RP rescue teams scour towns for typhoon victims
RP rescue teams scour towns for typhoon victims
MANILA (Reuter): Rescue teams fanned out in typhoon-hit areas to scour devastated towns and villages for the victims of the most powerful storm to hit the Philippines in a decade, relief officials said yesterday.
The Office of Civil Defense (OCD) dispatched two sacks of lime and supplies of the preservative formalin to the town of Calauag, a village 160 kilometers southeast of Manila, to ward off the stench of decomposing bodies left by the storm.
At least 143 people died in the town after a tidal surge, landslides and floods triggered by super-typhoon Angela's fury last Friday caused havoc in the area.
"We are waiting for reports from the rescue teams on the bodies they are digging out," Dolores Manio, OCD spokesperson, said by phone.
"Calauag is asking for more formalin and two sacks of lime for all the dead people in the area," she added.
Two Philippine Air Force transport planes flew out yesterday morning to the Bicol region, one of the worst-hit areas at the southern end of Luzon island, to distribute relief supplies.
Another flight brought along medical teams to treat people injured by the typhoon. Over a dozen bridges were demolished by the storm, hampering efforts by rescue teams.
At least 490 people were killed by Angela and over 2,800 injured when the typhoon struck last Friday, destroying farms, ripping apart buildings and demolishing bridges and roads across the country's most populous island.
"The process of digging out bodies will take days. There are some areas that are very difficult to reach," a local official told a Manila radio station.

+===+

• **WORK INSTRUCTION 1**
Rewrite the typhoon report from "The Office of" up to and including "distribute relief supplies.", substituting "quicklime" for every "lime".
• **WORK INSTRUCTION 2**
According to the typhoon report, where is Calauag located in relation to Manila?
The records have no connection to the typhoon report.

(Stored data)

+===+

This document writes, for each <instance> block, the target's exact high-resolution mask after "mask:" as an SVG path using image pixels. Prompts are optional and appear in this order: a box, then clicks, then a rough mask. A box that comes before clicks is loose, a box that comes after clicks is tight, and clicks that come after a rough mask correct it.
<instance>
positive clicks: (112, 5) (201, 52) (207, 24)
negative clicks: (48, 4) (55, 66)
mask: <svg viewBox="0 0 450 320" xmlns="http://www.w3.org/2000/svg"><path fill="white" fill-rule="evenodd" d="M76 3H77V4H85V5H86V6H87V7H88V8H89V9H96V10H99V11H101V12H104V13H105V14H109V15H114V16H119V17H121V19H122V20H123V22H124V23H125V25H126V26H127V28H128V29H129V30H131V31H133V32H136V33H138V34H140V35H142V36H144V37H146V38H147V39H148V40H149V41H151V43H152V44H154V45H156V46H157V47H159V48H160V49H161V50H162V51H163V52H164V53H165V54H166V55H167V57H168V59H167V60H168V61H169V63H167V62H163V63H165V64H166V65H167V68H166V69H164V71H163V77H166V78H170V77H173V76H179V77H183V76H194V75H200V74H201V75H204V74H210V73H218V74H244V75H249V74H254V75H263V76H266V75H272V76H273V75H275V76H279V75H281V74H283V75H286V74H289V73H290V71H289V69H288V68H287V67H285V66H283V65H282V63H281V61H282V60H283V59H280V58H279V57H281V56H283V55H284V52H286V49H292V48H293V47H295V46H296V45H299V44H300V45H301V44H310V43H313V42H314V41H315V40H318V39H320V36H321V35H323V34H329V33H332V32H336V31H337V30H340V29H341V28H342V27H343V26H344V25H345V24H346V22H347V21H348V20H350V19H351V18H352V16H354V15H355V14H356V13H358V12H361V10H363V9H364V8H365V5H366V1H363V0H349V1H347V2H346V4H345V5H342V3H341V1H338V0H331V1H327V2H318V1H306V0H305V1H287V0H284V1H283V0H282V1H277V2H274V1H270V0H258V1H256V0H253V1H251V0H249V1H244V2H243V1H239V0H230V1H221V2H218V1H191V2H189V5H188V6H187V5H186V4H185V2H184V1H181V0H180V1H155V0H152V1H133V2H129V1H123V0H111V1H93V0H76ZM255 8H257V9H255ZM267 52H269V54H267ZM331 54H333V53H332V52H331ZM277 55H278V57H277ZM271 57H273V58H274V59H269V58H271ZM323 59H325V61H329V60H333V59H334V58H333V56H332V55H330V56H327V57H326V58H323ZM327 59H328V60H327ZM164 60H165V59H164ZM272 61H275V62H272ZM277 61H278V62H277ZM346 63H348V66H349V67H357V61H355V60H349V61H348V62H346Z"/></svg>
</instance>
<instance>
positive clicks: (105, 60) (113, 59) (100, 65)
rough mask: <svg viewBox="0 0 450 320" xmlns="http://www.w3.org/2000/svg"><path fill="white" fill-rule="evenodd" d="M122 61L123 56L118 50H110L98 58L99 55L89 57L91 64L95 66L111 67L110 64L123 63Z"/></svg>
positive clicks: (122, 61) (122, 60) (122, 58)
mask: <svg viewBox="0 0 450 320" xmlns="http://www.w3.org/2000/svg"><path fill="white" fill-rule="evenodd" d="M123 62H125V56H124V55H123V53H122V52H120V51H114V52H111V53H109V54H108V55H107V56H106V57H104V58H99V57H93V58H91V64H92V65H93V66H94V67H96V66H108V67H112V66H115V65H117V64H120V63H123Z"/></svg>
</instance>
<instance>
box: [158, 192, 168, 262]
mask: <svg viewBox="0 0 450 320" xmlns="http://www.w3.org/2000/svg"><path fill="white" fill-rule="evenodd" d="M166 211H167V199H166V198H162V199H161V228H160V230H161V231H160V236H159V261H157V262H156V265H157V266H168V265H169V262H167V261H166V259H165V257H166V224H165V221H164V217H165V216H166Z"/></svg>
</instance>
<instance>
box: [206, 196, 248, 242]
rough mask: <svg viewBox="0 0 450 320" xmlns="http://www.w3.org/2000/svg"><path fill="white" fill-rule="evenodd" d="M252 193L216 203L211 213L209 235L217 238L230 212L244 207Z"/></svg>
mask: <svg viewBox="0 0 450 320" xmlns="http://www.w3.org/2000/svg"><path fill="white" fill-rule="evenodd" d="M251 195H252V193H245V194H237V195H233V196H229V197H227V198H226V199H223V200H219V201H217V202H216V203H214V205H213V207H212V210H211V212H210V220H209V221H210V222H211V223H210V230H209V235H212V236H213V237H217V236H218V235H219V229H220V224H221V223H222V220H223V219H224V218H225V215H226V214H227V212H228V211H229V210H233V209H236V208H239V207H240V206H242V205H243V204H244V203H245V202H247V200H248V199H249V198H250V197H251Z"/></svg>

+===+

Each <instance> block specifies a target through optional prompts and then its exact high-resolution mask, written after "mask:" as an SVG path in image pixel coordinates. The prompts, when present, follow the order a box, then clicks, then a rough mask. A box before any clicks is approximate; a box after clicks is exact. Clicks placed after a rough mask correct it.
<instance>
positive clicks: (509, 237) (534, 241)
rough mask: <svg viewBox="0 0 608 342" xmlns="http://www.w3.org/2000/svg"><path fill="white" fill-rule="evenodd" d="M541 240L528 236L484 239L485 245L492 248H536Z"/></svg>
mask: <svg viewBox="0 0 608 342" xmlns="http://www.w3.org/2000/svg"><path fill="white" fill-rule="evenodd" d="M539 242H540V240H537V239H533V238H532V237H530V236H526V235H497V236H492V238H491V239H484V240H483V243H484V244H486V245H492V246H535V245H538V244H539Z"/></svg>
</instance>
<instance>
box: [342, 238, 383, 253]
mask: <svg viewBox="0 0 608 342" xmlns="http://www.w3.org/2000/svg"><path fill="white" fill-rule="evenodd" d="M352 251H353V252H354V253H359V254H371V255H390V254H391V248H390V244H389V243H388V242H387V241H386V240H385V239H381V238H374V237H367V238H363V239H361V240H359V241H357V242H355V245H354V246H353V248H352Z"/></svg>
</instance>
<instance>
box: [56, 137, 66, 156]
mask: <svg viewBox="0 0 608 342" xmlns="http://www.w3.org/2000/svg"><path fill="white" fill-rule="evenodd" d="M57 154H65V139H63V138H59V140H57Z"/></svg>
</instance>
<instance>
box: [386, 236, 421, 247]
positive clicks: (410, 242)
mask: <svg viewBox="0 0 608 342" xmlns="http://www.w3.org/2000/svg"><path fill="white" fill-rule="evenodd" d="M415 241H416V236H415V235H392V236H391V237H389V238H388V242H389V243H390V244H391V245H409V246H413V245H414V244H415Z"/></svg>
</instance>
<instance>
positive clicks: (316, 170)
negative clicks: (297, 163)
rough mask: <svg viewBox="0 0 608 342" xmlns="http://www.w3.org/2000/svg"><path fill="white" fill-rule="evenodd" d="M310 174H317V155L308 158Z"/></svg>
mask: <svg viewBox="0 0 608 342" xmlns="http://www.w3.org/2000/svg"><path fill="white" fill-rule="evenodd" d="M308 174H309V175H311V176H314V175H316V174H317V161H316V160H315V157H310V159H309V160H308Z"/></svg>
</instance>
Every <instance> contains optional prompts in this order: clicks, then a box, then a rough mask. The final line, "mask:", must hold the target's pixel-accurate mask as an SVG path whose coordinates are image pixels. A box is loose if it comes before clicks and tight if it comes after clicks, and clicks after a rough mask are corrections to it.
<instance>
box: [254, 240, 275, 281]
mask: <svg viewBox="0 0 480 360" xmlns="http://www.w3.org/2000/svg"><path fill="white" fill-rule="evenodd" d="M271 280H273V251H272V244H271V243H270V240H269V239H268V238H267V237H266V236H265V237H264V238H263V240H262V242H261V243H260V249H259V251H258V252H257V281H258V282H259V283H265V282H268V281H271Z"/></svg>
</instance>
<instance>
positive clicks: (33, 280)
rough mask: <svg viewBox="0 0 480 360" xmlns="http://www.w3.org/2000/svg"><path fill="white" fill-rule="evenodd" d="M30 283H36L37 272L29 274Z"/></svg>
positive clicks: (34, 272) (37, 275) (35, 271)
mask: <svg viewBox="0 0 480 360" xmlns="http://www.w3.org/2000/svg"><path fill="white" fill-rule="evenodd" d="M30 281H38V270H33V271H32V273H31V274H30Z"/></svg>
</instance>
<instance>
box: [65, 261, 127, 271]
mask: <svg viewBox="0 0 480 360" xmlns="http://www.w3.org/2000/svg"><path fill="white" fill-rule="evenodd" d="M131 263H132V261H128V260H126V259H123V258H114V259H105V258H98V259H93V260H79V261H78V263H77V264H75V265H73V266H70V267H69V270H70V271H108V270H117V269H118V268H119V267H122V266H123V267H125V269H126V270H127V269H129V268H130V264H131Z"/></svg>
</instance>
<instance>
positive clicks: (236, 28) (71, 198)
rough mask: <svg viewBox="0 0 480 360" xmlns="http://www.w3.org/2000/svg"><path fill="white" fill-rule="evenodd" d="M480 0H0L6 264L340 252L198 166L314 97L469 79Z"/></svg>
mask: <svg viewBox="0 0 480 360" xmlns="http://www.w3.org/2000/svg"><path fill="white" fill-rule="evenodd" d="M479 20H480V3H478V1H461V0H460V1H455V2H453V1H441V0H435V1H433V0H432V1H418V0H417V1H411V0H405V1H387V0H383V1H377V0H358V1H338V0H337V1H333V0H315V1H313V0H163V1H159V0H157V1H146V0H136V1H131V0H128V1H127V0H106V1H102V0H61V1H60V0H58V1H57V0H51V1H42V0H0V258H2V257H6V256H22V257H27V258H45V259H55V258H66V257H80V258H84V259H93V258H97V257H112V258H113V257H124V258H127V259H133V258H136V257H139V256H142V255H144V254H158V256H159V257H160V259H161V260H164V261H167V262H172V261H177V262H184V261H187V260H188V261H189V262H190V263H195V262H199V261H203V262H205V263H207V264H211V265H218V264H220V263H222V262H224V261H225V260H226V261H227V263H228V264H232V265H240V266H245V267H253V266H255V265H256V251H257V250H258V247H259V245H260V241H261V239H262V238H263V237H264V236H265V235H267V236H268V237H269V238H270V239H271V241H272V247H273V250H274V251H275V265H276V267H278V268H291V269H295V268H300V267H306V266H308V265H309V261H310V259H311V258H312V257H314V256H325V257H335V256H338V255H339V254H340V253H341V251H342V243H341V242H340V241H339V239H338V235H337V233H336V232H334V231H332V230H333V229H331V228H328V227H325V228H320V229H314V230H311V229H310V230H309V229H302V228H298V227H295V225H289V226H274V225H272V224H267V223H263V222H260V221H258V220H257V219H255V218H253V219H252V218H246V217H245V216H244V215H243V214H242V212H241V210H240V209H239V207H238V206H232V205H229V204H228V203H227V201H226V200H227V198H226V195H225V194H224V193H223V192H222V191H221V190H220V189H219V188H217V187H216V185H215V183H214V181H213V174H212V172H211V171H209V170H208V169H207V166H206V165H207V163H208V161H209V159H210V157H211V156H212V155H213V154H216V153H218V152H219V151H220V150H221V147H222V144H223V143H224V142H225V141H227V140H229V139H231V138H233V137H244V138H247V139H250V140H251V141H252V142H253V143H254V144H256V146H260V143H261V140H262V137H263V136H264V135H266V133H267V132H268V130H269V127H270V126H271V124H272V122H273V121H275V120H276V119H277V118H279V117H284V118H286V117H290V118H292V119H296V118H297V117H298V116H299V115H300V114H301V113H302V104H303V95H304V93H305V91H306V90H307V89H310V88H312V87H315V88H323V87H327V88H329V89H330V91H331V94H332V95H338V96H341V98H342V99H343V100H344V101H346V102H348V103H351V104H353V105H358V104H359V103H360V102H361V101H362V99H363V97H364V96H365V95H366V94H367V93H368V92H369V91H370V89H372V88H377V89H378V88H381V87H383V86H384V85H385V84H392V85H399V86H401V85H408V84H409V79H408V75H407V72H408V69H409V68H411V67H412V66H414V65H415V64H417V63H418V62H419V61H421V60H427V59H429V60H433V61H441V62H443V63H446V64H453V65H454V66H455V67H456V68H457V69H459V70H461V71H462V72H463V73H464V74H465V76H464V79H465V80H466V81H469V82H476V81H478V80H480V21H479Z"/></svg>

+===+

• **OUTPUT 1**
The Office of Civil Defense (OCD) dispatched two sacks of quicklime and supplies of the preservative formalin to the town of Calauag, a village 160 kilometers southeast of Manila, to ward off the stench of decomposing bodies left by the storm.
At least 143 people died in the town after a tidal surge, landslides and floods triggered by super-typhoon Angela's fury last Friday caused havoc in the area.
"We are waiting for reports from the rescue teams on the bodies they are digging out," Dolores Manio, OCD spokesperson, said by phone.
"Calauag is asking for more formalin and two sacks of quicklime for all the dead people in the area," she added.
Two Philippine Air Force transport planes flew out yesterday morning to the Bicol region, one of the worst-hit areas at the southern end of Luzon island, to distribute relief supplies.

• **OUTPUT 2**
160 kilometers southeast of Manila